▶ [JOB]: Your task is to transcribe the records exactly, skipping every image.

▶ [EXERCISE MATERIALS]:
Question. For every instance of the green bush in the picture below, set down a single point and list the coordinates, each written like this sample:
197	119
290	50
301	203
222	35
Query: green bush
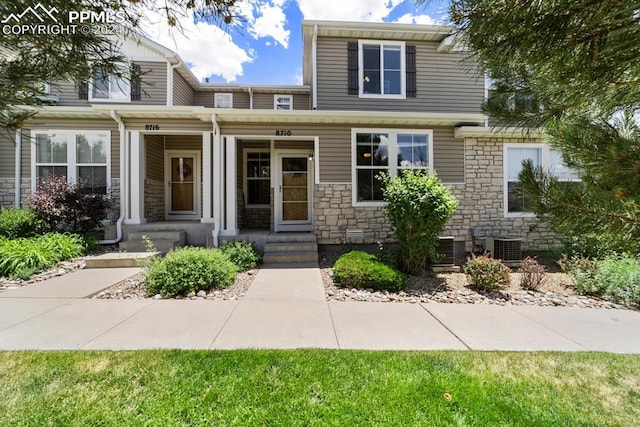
16	223
190	269
243	254
418	206
20	258
616	278
487	274
357	269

▶ [RESULT OF THIS TASK]:
Question. For every instance of the green bush in the picture below, set down a single point and list the coordinates, each written like this sample:
197	119
290	50
301	203
222	35
Query: green bush
16	223
190	269
243	254
418	206
20	258
616	278
487	274
357	269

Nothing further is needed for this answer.